> Exercise: Count the lines below that contain the string "shirt", treating uppercase and lowercase as different. How many are there? Reply with the number only.

> Task data:
● ● ●
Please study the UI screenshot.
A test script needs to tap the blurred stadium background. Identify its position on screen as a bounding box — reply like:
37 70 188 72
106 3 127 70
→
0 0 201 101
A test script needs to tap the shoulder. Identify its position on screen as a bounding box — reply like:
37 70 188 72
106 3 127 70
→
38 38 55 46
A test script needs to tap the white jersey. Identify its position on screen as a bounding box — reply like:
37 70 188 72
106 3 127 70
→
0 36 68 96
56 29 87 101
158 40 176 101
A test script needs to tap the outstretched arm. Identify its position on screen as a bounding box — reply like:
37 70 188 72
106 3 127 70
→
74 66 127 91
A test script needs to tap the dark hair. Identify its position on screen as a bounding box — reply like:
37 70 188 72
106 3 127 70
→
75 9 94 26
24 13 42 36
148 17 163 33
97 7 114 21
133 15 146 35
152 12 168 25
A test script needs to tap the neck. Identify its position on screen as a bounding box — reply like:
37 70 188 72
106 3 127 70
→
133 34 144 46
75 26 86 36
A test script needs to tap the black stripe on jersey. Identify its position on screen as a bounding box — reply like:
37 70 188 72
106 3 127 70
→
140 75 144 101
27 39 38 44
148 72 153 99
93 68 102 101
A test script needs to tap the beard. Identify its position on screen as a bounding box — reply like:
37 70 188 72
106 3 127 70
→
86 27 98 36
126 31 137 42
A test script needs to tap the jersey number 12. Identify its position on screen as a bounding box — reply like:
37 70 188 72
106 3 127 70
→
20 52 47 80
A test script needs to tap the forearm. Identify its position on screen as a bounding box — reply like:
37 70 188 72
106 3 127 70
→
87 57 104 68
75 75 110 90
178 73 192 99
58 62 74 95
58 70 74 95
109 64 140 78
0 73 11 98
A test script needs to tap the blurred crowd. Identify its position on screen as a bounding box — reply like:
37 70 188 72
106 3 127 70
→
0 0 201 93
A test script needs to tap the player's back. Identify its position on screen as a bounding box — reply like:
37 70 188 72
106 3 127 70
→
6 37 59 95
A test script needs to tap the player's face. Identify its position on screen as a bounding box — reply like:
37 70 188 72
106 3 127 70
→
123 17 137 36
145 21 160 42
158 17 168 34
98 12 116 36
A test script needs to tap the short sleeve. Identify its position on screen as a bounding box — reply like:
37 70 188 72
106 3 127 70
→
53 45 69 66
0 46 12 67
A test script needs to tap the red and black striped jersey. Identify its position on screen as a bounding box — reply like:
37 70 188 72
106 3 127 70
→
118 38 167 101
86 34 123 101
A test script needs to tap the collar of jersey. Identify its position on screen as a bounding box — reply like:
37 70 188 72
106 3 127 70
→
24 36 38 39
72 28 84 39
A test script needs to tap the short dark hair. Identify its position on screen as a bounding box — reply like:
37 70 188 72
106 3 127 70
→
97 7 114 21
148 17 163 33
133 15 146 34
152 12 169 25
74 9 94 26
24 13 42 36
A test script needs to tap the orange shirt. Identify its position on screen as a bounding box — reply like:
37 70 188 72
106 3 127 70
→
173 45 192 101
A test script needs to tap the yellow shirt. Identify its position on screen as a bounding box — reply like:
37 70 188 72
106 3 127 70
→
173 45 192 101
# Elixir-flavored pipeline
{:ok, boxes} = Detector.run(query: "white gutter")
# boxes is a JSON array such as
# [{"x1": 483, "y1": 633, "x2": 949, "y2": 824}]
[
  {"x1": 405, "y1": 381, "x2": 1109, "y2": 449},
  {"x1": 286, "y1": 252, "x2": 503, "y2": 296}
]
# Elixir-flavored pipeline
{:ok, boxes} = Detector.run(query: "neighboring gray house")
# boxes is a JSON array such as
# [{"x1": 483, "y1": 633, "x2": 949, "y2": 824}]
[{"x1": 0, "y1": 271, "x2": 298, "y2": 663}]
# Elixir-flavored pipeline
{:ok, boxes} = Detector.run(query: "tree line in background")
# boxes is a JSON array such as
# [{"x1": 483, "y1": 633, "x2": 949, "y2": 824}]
● ● ●
> Task response: 2